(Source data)
● ● ●

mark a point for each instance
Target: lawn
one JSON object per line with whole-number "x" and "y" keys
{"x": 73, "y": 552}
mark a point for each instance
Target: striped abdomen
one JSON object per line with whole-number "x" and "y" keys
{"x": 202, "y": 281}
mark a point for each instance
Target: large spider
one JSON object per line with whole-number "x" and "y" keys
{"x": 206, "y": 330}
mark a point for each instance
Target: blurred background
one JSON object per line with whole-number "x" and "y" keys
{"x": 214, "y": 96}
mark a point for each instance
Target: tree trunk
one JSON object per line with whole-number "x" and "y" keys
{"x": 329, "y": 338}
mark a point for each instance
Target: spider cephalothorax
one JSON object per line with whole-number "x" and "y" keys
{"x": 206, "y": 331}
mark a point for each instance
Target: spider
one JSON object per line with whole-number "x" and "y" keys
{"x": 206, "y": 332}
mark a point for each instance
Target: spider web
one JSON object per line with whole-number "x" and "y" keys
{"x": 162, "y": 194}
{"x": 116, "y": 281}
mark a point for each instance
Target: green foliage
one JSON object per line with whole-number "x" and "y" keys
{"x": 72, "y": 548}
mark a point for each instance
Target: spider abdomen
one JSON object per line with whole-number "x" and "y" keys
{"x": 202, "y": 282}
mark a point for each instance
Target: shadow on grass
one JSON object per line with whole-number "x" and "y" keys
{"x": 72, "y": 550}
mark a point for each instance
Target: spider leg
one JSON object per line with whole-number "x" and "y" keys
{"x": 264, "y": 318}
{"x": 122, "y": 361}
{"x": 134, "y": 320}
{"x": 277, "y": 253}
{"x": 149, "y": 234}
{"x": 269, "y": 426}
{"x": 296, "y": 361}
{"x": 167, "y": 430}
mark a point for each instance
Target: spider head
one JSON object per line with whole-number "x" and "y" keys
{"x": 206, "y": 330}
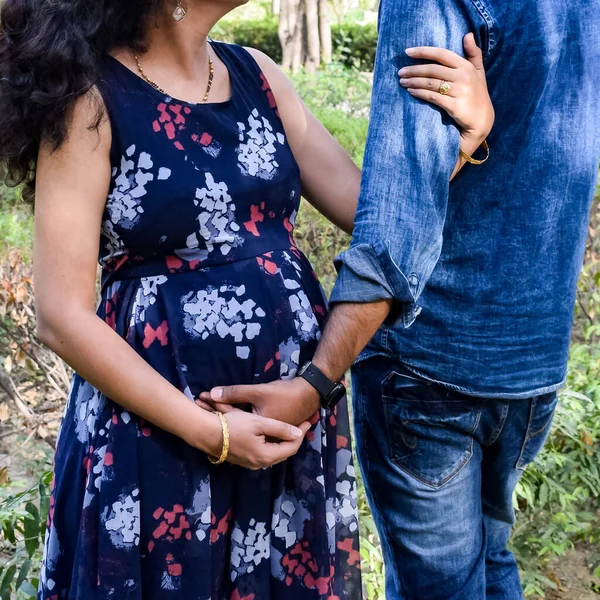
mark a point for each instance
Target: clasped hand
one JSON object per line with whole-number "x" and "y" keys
{"x": 275, "y": 428}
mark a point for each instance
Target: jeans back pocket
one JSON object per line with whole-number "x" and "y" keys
{"x": 430, "y": 429}
{"x": 540, "y": 421}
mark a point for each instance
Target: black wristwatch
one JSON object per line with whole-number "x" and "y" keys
{"x": 331, "y": 392}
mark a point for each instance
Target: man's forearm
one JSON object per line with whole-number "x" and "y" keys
{"x": 349, "y": 328}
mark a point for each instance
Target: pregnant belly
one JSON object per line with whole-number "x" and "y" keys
{"x": 249, "y": 321}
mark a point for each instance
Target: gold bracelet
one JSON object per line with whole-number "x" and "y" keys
{"x": 474, "y": 161}
{"x": 225, "y": 451}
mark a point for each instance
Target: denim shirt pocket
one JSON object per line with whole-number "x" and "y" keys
{"x": 430, "y": 429}
{"x": 538, "y": 428}
{"x": 486, "y": 34}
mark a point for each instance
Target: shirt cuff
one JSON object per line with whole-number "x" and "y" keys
{"x": 367, "y": 272}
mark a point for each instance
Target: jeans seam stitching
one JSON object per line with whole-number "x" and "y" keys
{"x": 377, "y": 508}
{"x": 527, "y": 437}
{"x": 496, "y": 433}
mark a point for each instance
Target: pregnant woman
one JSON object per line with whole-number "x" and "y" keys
{"x": 180, "y": 163}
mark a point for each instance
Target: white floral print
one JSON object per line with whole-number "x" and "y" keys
{"x": 145, "y": 297}
{"x": 258, "y": 146}
{"x": 124, "y": 203}
{"x": 216, "y": 219}
{"x": 222, "y": 312}
{"x": 89, "y": 403}
{"x": 249, "y": 549}
{"x": 123, "y": 520}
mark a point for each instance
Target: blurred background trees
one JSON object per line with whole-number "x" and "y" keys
{"x": 330, "y": 46}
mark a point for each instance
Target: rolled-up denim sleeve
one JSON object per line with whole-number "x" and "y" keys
{"x": 412, "y": 149}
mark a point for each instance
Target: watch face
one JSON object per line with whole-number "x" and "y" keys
{"x": 337, "y": 393}
{"x": 303, "y": 368}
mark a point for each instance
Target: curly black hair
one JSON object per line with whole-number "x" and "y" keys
{"x": 50, "y": 52}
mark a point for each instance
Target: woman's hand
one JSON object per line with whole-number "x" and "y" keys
{"x": 468, "y": 101}
{"x": 251, "y": 439}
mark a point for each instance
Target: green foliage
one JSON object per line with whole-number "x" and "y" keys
{"x": 353, "y": 45}
{"x": 16, "y": 222}
{"x": 559, "y": 494}
{"x": 23, "y": 523}
{"x": 259, "y": 34}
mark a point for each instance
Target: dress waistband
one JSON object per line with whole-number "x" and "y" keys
{"x": 128, "y": 267}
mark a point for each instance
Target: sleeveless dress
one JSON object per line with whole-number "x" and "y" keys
{"x": 202, "y": 278}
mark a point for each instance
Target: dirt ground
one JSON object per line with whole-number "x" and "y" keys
{"x": 26, "y": 457}
{"x": 573, "y": 575}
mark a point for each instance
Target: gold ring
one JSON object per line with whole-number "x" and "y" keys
{"x": 444, "y": 88}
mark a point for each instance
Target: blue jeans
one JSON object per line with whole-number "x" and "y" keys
{"x": 440, "y": 469}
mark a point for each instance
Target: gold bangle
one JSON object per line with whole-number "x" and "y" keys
{"x": 225, "y": 450}
{"x": 474, "y": 161}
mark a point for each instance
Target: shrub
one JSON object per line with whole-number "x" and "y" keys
{"x": 353, "y": 45}
{"x": 261, "y": 35}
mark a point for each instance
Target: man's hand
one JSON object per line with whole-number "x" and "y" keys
{"x": 294, "y": 401}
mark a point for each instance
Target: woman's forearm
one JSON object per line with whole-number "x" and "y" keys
{"x": 107, "y": 362}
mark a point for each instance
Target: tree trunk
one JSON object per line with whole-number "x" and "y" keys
{"x": 290, "y": 31}
{"x": 325, "y": 32}
{"x": 313, "y": 38}
{"x": 304, "y": 33}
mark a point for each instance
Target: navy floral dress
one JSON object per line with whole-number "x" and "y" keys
{"x": 201, "y": 276}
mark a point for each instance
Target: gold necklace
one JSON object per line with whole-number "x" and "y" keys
{"x": 211, "y": 75}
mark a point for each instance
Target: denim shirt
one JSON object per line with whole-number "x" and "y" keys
{"x": 483, "y": 270}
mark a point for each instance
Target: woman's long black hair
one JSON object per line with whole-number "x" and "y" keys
{"x": 50, "y": 53}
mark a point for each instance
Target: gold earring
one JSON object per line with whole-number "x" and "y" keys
{"x": 180, "y": 11}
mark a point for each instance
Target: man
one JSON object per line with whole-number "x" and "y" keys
{"x": 468, "y": 288}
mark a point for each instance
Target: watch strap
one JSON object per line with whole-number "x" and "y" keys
{"x": 318, "y": 380}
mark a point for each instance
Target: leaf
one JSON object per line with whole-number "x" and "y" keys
{"x": 7, "y": 579}
{"x": 32, "y": 528}
{"x": 28, "y": 588}
{"x": 44, "y": 506}
{"x": 23, "y": 573}
{"x": 4, "y": 478}
{"x": 8, "y": 364}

● ● ●

## GIVEN INSTRUCTION:
Each line above is to be copied verbatim. Drop any image from the copy.

## RESPONSE:
mark a point for each instance
Target: lawn
one JSON object per line with whole-number "x" and "y" keys
{"x": 73, "y": 552}
mark a point for each instance
Target: striped abdomen
one JSON object per line with whole-number "x" and "y" keys
{"x": 202, "y": 281}
mark a point for each instance
Target: large spider
one JSON object per line with whole-number "x" and "y" keys
{"x": 206, "y": 330}
mark a point for each instance
Target: blurred background
one JSON object per line with whole-number "x" and "y" keys
{"x": 214, "y": 96}
mark a point for each instance
Target: tree trunk
one JSON object per line with whole-number "x" and "y" keys
{"x": 329, "y": 338}
mark a point for each instance
Target: spider cephalothorax
one JSON object per line with whole-number "x" and "y" keys
{"x": 206, "y": 331}
mark a point for each instance
Target: spider
one JSON object per line with whole-number "x" and "y" keys
{"x": 206, "y": 332}
mark a point for each instance
Target: spider web
one JSON object per line with whole-number "x" and "y" keys
{"x": 162, "y": 194}
{"x": 116, "y": 281}
mark a point for each instance
Target: green foliage
one JSON object per line with whole-number "x" and "y" keys
{"x": 72, "y": 548}
mark a point for each instance
Target: spider abdomen
one JSON object per line with whole-number "x" and "y" keys
{"x": 202, "y": 282}
mark a point for each instance
Target: shadow on grass
one JSON object per line with whole-number "x" and "y" keys
{"x": 72, "y": 550}
mark a point for each instance
Target: spider leg
one JSON object per line with whole-number "x" and "y" keys
{"x": 264, "y": 318}
{"x": 122, "y": 361}
{"x": 134, "y": 320}
{"x": 277, "y": 253}
{"x": 149, "y": 234}
{"x": 269, "y": 426}
{"x": 296, "y": 361}
{"x": 167, "y": 430}
mark a point for each instance
Target: spider head
one JSON object per line with whole-number "x" and "y" keys
{"x": 206, "y": 330}
mark a point for each instance
Target: clasped hand
one JSON object per line with whole-number "x" and "y" keys
{"x": 275, "y": 428}
mark a point for each instance
Target: jeans back pocket
one JSON object per line with whole-number "x" and "y" keys
{"x": 430, "y": 429}
{"x": 540, "y": 421}
mark a point for each instance
Target: black wristwatch
one JSON object per line with whole-number "x" and "y" keys
{"x": 331, "y": 392}
mark a point for each instance
Target: man's forearm
one JSON object per line with whole-number "x" and "y" keys
{"x": 349, "y": 328}
mark a point for each instance
Target: pregnant belly
one JSON object per line with whole-number "x" and "y" keys
{"x": 249, "y": 321}
mark a point for each instance
Target: gold bracelet
one JSON object per line with whole-number "x" and "y" keys
{"x": 474, "y": 161}
{"x": 225, "y": 451}
mark a point for each instance
Target: denim shirt pocket
one JSON object per line with whole-number "x" and "y" keys
{"x": 430, "y": 429}
{"x": 538, "y": 428}
{"x": 486, "y": 34}
mark a point for each instance
Target: shirt cuff
one JSON object per line with whole-number "x" and "y" keys
{"x": 367, "y": 272}
mark a point for each instance
Target: jeans seam stitching
one JSON object per line with whole-number "x" and "y" keys
{"x": 377, "y": 508}
{"x": 527, "y": 437}
{"x": 496, "y": 433}
mark a point for each instance
Target: pregnant woman
one JSON object per line with whole-number "x" and "y" keys
{"x": 180, "y": 163}
mark a point for each instance
Target: white floral print
one JSON object per line with whole-number "x" and "y" keys
{"x": 145, "y": 297}
{"x": 258, "y": 146}
{"x": 124, "y": 203}
{"x": 216, "y": 219}
{"x": 222, "y": 312}
{"x": 89, "y": 403}
{"x": 249, "y": 549}
{"x": 123, "y": 520}
mark a point for each instance
Target: blurred background trees
one JSON object per line with whole-number "x" and "y" keys
{"x": 330, "y": 46}
mark a point for each instance
Target: rolled-up denim sleeve
one JSON object per line with whole-number "x" and "y" keys
{"x": 412, "y": 149}
mark a point for each instance
Target: watch face
one JSON object per line with whole-number "x" and "y" keys
{"x": 337, "y": 393}
{"x": 303, "y": 368}
mark a point for each instance
Target: curly black hair
one JSON object per line with whole-number "x" and "y" keys
{"x": 50, "y": 52}
mark a point for each instance
Target: woman's hand
one JSON object per line with whole-number "x" and "y" keys
{"x": 468, "y": 101}
{"x": 251, "y": 439}
mark a point for each instance
Target: green foliage
one JSON object per line with whole-number "x" and "y" keys
{"x": 353, "y": 45}
{"x": 16, "y": 222}
{"x": 559, "y": 494}
{"x": 23, "y": 523}
{"x": 259, "y": 34}
mark a point for each instance
Target: dress waistband
one JSON object per line with whole-number "x" and "y" keys
{"x": 128, "y": 267}
mark a point for each instance
Target: sleeveless dress
one JSON object per line with whole-number "x" and "y" keys
{"x": 202, "y": 278}
mark a point for each instance
Target: dirt ground
one JSON object per line with whole-number "x" and "y" keys
{"x": 26, "y": 457}
{"x": 573, "y": 575}
mark a point for each instance
Target: gold ring
one JSON object per line with whole-number "x" and "y" keys
{"x": 444, "y": 88}
mark a point for each instance
Target: blue jeans
one JSON object per line with whole-number "x" and "y" keys
{"x": 440, "y": 469}
mark a point for each instance
Target: gold bangle
one JSON object per line with whole-number "x" and "y" keys
{"x": 225, "y": 450}
{"x": 474, "y": 161}
mark a point for each instance
Target: shrub
one JSON object per line with whole-number "x" and "y" keys
{"x": 353, "y": 45}
{"x": 261, "y": 35}
mark a point for each instance
Target: man's hand
one JSON object per line with whole-number "x" and "y" keys
{"x": 294, "y": 401}
mark a point for each instance
Target: woman's forearm
one JSON object per line with whole-number "x" and "y" keys
{"x": 107, "y": 362}
mark a point for each instance
Target: tree trunk
one JSON object per line with whole-number "x" and "y" keys
{"x": 290, "y": 31}
{"x": 325, "y": 32}
{"x": 313, "y": 38}
{"x": 304, "y": 33}
mark a point for each instance
Target: navy floral dress
one JSON object per line with whole-number "x" and "y" keys
{"x": 201, "y": 276}
mark a point for each instance
Target: gold necklace
one JSON object per line with whole-number "x" and "y" keys
{"x": 211, "y": 75}
mark a point for each instance
Target: denim shirt
one JSON object per line with whole-number "x" and "y" keys
{"x": 483, "y": 270}
mark a point for each instance
Target: woman's long black hair
one JSON object per line with whole-number "x" and "y" keys
{"x": 50, "y": 53}
mark a point for each instance
Target: gold earring
one JSON object per line with whole-number "x" and "y" keys
{"x": 180, "y": 11}
mark a point for each instance
Target: man
one JSON object per line with whole-number "x" and "y" keys
{"x": 468, "y": 288}
mark a point for each instance
Target: watch strap
one JSON object per line with whole-number "x" and "y" keys
{"x": 318, "y": 380}
mark a point for each instance
Target: leaf
one JSON object per line with whole-number "x" and "y" keys
{"x": 7, "y": 579}
{"x": 32, "y": 528}
{"x": 28, "y": 588}
{"x": 44, "y": 506}
{"x": 23, "y": 573}
{"x": 4, "y": 478}
{"x": 8, "y": 364}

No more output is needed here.